AIM OF THE TASK: Transcribe the data below exactly, but only from the line containing "Find every instance of the small glass" through its final line, both included.

(EXERCISE DATA begins)

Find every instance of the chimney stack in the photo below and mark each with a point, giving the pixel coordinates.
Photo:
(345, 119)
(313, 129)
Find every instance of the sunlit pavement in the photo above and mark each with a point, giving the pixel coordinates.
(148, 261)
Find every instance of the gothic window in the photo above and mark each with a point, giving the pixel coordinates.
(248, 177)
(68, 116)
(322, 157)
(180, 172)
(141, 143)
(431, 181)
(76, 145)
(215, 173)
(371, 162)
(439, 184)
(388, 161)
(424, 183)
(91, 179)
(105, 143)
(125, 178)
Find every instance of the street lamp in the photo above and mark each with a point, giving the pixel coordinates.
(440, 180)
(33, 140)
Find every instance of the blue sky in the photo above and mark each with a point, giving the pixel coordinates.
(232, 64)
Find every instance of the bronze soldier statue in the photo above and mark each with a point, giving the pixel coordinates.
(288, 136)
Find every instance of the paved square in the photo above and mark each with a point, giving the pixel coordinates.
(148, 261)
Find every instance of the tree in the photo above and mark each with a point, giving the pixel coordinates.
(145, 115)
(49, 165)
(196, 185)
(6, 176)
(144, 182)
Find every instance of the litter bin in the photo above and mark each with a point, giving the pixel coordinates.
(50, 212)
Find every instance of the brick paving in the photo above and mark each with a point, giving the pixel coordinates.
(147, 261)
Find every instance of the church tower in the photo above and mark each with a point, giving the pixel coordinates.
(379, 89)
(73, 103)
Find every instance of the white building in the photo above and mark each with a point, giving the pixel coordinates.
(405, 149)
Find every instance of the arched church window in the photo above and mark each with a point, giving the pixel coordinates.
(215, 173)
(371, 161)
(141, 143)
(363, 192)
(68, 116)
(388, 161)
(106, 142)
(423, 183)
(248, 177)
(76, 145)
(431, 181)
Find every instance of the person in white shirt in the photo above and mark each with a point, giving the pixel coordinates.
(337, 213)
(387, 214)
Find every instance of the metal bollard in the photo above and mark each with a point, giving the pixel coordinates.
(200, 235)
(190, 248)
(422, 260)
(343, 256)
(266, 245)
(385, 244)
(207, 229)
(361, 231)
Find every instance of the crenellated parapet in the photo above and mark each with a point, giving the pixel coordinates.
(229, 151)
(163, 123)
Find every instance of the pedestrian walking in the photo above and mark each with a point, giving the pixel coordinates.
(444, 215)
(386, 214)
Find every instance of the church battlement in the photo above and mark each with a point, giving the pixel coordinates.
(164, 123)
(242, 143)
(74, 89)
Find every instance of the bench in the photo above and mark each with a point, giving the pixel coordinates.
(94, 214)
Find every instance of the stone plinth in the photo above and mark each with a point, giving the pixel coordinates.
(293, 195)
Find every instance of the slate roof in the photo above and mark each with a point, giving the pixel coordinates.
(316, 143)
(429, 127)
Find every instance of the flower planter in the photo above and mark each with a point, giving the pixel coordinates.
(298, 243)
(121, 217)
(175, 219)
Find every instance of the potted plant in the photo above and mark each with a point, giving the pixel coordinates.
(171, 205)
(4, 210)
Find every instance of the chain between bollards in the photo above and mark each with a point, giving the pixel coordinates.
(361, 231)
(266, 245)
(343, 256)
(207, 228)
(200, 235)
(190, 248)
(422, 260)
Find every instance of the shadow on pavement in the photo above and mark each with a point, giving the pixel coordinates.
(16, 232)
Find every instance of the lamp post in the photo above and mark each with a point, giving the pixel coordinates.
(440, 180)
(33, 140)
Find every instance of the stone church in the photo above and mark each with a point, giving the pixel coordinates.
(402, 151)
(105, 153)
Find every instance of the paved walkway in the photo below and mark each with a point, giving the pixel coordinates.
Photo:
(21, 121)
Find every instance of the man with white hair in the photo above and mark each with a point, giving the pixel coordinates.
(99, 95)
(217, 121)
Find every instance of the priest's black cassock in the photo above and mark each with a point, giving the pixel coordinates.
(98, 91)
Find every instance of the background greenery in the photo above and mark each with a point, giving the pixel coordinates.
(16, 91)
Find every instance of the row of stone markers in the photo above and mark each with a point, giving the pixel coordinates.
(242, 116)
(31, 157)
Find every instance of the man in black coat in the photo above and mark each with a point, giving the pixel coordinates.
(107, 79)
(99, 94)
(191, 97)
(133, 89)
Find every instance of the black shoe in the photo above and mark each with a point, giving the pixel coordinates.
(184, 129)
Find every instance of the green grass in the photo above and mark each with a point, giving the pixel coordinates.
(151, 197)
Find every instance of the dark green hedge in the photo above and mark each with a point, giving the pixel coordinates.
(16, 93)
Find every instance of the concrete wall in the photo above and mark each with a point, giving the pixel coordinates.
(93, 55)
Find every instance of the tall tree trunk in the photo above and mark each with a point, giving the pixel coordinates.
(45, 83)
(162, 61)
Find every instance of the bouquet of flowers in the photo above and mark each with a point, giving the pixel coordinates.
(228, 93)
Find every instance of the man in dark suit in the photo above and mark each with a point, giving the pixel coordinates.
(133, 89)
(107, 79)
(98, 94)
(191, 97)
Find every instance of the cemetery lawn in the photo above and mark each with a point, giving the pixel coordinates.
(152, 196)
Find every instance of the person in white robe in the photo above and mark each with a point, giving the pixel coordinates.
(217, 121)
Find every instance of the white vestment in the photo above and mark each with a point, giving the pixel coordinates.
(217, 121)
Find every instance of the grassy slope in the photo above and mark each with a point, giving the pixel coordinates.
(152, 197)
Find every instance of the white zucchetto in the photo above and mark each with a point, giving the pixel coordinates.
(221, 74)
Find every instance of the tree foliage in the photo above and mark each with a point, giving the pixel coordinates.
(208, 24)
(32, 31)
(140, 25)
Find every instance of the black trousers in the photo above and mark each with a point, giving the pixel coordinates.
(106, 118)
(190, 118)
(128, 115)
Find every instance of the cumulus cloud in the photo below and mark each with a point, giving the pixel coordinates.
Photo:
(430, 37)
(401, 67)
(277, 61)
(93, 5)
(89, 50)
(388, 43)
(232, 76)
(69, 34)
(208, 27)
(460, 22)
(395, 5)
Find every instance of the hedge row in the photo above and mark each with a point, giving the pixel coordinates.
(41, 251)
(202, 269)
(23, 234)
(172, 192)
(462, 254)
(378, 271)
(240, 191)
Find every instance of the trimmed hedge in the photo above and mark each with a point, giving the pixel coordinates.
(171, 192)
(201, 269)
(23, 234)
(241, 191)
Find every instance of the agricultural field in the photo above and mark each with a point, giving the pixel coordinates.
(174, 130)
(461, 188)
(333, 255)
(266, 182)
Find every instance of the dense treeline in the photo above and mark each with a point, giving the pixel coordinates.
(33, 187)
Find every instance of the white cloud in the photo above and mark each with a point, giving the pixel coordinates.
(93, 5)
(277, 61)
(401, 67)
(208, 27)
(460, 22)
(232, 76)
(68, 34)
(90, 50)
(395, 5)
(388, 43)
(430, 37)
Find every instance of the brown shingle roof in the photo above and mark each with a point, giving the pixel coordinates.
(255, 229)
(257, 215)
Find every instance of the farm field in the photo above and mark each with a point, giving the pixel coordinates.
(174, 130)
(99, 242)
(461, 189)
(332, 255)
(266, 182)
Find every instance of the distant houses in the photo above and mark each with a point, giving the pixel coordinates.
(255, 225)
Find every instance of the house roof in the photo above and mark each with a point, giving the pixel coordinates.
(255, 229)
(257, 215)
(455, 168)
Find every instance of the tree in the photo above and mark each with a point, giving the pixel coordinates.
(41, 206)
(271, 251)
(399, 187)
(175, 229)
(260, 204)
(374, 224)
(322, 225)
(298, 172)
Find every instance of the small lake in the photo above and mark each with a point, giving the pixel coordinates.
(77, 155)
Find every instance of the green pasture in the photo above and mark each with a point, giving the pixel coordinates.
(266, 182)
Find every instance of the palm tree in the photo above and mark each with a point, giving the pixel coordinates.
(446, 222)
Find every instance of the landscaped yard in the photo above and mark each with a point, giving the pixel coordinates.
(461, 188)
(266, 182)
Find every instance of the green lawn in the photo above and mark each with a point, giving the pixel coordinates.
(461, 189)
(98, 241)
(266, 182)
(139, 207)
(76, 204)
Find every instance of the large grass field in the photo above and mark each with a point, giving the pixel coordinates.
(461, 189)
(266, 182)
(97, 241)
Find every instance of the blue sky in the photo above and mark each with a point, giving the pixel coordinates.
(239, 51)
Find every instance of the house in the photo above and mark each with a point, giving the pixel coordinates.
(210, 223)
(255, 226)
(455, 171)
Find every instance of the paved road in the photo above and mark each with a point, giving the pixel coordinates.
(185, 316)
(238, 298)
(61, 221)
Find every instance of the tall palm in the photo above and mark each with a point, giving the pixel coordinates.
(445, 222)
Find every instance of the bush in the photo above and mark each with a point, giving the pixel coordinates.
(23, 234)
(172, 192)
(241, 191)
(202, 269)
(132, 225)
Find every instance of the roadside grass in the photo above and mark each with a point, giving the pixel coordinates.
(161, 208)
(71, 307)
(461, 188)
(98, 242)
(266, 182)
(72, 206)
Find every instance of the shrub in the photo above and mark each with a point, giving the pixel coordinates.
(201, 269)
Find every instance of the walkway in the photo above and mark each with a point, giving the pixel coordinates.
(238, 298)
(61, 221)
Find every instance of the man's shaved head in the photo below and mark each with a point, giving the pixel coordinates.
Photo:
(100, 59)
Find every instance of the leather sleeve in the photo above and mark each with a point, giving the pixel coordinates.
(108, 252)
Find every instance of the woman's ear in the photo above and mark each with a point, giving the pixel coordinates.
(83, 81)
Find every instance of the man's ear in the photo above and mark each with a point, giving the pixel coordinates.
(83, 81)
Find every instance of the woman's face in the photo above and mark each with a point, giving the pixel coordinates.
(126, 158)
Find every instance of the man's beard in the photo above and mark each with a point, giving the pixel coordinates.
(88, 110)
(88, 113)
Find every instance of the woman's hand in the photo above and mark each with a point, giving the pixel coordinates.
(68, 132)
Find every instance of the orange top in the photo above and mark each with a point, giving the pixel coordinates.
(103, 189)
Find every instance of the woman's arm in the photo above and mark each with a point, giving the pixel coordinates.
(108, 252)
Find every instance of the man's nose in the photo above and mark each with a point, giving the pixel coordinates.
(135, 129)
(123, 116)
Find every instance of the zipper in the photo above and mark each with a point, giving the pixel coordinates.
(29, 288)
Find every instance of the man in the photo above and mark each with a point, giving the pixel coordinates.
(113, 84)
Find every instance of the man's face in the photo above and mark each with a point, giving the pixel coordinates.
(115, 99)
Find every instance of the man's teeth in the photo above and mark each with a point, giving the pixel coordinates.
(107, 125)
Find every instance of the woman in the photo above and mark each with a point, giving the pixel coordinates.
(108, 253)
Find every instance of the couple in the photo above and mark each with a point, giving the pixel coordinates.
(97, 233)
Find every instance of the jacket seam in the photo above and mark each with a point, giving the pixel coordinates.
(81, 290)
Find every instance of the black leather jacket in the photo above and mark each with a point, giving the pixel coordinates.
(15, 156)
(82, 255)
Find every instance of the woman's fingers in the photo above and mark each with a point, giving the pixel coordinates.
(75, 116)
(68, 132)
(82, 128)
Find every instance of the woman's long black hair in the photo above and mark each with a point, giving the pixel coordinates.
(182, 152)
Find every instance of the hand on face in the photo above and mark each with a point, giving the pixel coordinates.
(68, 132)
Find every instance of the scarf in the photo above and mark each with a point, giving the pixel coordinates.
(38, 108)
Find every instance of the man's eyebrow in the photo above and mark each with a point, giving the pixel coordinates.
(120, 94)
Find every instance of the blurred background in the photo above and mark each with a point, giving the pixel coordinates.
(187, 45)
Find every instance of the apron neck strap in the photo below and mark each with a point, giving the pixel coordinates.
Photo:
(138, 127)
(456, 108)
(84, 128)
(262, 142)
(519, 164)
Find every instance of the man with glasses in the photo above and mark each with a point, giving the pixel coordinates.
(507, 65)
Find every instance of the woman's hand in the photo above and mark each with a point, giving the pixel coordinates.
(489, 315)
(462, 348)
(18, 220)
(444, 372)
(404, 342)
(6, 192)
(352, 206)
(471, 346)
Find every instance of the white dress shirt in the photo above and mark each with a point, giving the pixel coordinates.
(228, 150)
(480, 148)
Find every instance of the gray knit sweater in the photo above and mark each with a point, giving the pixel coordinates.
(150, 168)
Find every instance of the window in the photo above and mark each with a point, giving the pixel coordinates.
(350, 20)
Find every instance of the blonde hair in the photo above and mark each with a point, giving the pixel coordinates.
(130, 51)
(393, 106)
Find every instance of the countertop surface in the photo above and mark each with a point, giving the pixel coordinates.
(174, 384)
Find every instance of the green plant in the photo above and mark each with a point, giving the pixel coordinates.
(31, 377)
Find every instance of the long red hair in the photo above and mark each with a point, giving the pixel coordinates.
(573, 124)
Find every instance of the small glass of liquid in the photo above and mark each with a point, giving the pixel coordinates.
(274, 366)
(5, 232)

(EXERCISE DATA ends)

SOLUTION FOR THIS PROBLEM:
Find every instance of the small glass of liquid in the photo above and mark each with a point, giving the pixel coordinates.
(274, 366)
(5, 232)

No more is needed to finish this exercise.